Stored data entries
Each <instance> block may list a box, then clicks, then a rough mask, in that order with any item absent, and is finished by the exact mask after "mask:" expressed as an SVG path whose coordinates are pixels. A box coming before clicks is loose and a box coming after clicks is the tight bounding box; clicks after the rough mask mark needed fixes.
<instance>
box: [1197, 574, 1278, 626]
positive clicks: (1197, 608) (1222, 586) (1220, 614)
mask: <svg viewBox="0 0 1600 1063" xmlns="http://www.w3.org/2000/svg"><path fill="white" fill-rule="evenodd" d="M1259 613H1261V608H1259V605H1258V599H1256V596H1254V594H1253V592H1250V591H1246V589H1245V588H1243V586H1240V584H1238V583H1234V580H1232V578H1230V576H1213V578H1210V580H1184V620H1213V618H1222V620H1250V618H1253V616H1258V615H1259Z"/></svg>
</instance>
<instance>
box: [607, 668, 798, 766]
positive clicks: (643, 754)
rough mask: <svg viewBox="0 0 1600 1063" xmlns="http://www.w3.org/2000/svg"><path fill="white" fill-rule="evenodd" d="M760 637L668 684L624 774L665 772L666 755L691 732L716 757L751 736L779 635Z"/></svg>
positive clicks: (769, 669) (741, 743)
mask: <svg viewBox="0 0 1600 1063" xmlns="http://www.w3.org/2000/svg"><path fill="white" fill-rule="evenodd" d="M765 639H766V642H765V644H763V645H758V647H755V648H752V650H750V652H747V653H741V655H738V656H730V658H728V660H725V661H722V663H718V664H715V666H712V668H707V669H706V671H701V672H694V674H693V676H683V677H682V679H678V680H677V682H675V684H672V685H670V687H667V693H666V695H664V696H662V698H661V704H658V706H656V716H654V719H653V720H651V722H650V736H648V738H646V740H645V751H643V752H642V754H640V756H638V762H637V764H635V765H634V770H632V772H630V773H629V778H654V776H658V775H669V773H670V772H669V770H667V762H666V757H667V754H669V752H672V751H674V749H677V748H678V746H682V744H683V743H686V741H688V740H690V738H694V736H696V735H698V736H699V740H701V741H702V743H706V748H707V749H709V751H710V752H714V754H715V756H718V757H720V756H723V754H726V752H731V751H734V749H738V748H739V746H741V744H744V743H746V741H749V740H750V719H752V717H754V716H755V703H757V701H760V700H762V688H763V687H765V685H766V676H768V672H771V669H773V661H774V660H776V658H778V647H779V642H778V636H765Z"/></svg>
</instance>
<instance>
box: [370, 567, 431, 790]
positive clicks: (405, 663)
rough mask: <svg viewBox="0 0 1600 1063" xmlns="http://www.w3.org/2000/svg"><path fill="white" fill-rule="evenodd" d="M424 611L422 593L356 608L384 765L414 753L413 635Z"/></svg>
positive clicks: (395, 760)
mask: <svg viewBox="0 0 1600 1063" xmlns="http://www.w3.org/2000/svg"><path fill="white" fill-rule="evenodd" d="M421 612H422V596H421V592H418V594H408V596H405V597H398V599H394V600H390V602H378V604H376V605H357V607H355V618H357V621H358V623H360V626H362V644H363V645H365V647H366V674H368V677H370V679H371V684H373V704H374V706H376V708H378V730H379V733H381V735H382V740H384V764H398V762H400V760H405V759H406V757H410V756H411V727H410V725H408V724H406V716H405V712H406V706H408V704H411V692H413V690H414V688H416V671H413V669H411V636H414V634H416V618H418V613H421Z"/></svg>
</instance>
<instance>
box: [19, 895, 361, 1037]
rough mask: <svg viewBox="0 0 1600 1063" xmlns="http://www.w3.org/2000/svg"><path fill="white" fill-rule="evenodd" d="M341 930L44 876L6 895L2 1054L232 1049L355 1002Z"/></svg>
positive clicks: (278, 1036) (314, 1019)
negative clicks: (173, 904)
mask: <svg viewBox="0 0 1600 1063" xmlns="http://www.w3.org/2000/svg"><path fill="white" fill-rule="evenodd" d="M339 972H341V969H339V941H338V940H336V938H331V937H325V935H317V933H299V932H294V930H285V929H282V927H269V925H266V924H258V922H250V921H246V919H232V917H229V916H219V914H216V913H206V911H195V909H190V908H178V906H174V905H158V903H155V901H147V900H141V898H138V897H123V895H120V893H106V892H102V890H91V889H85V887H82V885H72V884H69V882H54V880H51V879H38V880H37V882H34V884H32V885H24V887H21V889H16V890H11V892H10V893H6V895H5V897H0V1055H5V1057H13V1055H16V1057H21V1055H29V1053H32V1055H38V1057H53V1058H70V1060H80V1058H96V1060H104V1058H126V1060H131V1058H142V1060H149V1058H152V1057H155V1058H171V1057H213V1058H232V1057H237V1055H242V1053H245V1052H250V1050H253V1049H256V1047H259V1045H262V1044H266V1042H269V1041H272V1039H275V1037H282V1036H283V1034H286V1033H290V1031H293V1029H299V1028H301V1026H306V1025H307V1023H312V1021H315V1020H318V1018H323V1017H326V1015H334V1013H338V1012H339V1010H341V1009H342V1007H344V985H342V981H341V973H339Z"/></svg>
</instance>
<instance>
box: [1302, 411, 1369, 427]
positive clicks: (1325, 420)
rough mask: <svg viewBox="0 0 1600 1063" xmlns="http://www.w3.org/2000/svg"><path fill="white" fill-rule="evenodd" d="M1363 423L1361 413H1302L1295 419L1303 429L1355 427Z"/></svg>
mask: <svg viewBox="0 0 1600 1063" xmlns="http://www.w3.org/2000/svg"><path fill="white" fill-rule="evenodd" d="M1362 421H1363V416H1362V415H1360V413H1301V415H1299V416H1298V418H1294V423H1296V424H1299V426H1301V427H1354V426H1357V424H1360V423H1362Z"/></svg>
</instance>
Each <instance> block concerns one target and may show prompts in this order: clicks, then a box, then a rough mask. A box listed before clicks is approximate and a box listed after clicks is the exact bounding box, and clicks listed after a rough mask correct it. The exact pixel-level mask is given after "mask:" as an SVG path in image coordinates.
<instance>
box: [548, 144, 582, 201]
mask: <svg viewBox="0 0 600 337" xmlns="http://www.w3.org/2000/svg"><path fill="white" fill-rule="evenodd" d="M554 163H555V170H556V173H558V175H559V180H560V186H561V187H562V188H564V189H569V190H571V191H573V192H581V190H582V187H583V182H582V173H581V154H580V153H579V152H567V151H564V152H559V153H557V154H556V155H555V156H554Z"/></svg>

## WORK TO BE COMPLETED
Take the entries above and set them all down again exactly as they read.

## ANSWER AREA
Each <instance> block may list a box, then clicks, then a rough mask, in that order with any item absent, and is finished by the exact mask after "mask:" expressed as an SVG path whose coordinates are pixels. A box coming before clicks is loose and a box coming after clicks is the tight bounding box; clicks after the rough mask mark needed fixes.
<instance>
box: [1197, 574, 1278, 626]
positive clicks: (1197, 608) (1222, 586) (1220, 614)
mask: <svg viewBox="0 0 1600 1063" xmlns="http://www.w3.org/2000/svg"><path fill="white" fill-rule="evenodd" d="M1259 613H1261V608H1259V605H1258V599H1256V596H1254V594H1253V592H1250V591H1246V589H1245V588H1243V586H1240V584H1238V583H1234V580H1232V578H1230V576H1213V578H1210V580H1184V620H1213V618H1222V620H1250V618H1253V616H1258V615H1259Z"/></svg>
</instance>
<instance>
box: [607, 668, 798, 766]
positive clicks: (643, 754)
rough mask: <svg viewBox="0 0 1600 1063" xmlns="http://www.w3.org/2000/svg"><path fill="white" fill-rule="evenodd" d="M760 637L668 684L624 774L665 772L666 755L691 732L716 757L751 736L779 635Z"/></svg>
positive clicks: (769, 669) (741, 743)
mask: <svg viewBox="0 0 1600 1063" xmlns="http://www.w3.org/2000/svg"><path fill="white" fill-rule="evenodd" d="M765 639H766V642H765V644H763V645H758V647H755V648H752V650H750V652H747V653H741V655H738V656H730V658H728V660H725V661H722V663H718V664H715V666H712V668H707V669H706V671H701V672H694V674H693V676H683V677H682V679H678V680H677V682H675V684H672V685H670V687H667V693H666V695H664V696H662V698H661V704H658V706H656V716H654V719H653V720H651V722H650V736H648V738H646V740H645V751H643V752H642V754H640V756H638V762H637V764H635V765H634V770H632V772H630V773H629V778H654V776H658V775H669V773H670V772H669V770H667V762H666V757H667V754H669V752H672V751H674V749H677V748H678V746H682V744H683V743H686V741H688V740H690V738H694V736H696V735H698V736H699V740H701V741H702V743H706V748H707V749H709V751H710V752H714V754H715V756H718V757H720V756H723V754H726V752H731V751H734V749H738V748H739V746H741V744H744V743H746V741H749V740H750V719H752V717H754V716H755V703H757V701H760V700H762V688H763V687H765V685H766V676H768V672H771V669H773V661H774V660H776V658H778V647H779V642H778V636H765Z"/></svg>
</instance>
<instance>
box: [370, 567, 431, 790]
positive clicks: (405, 663)
rough mask: <svg viewBox="0 0 1600 1063" xmlns="http://www.w3.org/2000/svg"><path fill="white" fill-rule="evenodd" d="M424 611L422 593L356 608L384 765L414 753L413 635Z"/></svg>
positive clicks: (395, 760)
mask: <svg viewBox="0 0 1600 1063" xmlns="http://www.w3.org/2000/svg"><path fill="white" fill-rule="evenodd" d="M421 612H422V596H421V592H418V594H408V596H405V597H398V599H394V600H390V602H378V604H376V605H357V607H355V618H357V621H358V623H360V626H362V644H363V645H365V647H366V674H368V677H370V679H371V684H373V704H374V706H376V708H378V730H379V733H381V735H382V740H384V764H398V762H400V760H405V759H406V757H410V756H411V727H410V725H408V724H406V716H405V712H406V706H408V704H411V692H413V690H414V688H416V671H413V669H411V636H414V634H416V618H418V613H421Z"/></svg>
</instance>
<instance>
box: [19, 895, 361, 1037]
rough mask: <svg viewBox="0 0 1600 1063" xmlns="http://www.w3.org/2000/svg"><path fill="white" fill-rule="evenodd" d="M341 930L44 876L6 895L2 1054L232 1049L355 1002Z"/></svg>
positive clicks: (278, 1036) (314, 1019)
negative clicks: (173, 904)
mask: <svg viewBox="0 0 1600 1063" xmlns="http://www.w3.org/2000/svg"><path fill="white" fill-rule="evenodd" d="M339 972H341V969H339V941H338V940H336V938H331V937H325V935H317V933H299V932H294V930H285V929H282V927H269V925H266V924H258V922H250V921H246V919H232V917H229V916H219V914H216V913H206V911H195V909H190V908H178V906H174V905H158V903H155V901H147V900H141V898H138V897H123V895H120V893H106V892H102V890H91V889H85V887H82V885H72V884H69V882H54V880H51V879H38V880H37V882H34V884H32V885H24V887H21V889H16V890H11V892H10V893H6V895H5V897H0V1055H5V1057H13V1055H16V1057H21V1055H29V1053H32V1055H38V1057H53V1058H70V1060H80V1058H96V1060H104V1058H126V1060H131V1058H142V1060H149V1058H152V1057H155V1058H171V1057H213V1058H232V1057H237V1055H242V1053H245V1052H250V1050H253V1049H256V1047H259V1045H262V1044H266V1042H269V1041H272V1039H275V1037H282V1036H283V1034H286V1033H290V1031H293V1029H299V1028H301V1026H306V1025H307V1023H312V1021H315V1020H318V1018H323V1017H326V1015H334V1013H338V1012H339V1010H341V1009H342V1007H344V985H342V981H341V973H339Z"/></svg>
</instance>
<instance>
box: [1302, 411, 1369, 427]
positive clicks: (1325, 420)
rough mask: <svg viewBox="0 0 1600 1063" xmlns="http://www.w3.org/2000/svg"><path fill="white" fill-rule="evenodd" d="M1363 423L1361 413H1302L1295 419L1303 429L1355 427Z"/></svg>
mask: <svg viewBox="0 0 1600 1063" xmlns="http://www.w3.org/2000/svg"><path fill="white" fill-rule="evenodd" d="M1362 421H1363V416H1362V415H1360V413H1301V415H1299V416H1298V418H1294V423H1296V424H1299V426H1301V427H1354V426H1357V424H1360V423H1362Z"/></svg>
</instance>
Each <instance> block concerns one target and may show prompts in this order: clicks, then a box, then a rough mask. A box listed before clicks is approximate and a box listed after clicks is the exact bounding box, and clicks listed after a rough mask correct it. The exact pixel-level mask is given after "mask:" as an SVG path in image coordinates.
<instance>
box: [548, 144, 582, 201]
mask: <svg viewBox="0 0 600 337" xmlns="http://www.w3.org/2000/svg"><path fill="white" fill-rule="evenodd" d="M554 163H555V170H556V173H558V175H559V180H560V186H561V187H562V188H564V189H569V190H571V191H573V192H581V190H582V187H583V182H582V173H581V154H580V153H579V152H567V151H564V152H559V153H557V154H556V155H555V156H554Z"/></svg>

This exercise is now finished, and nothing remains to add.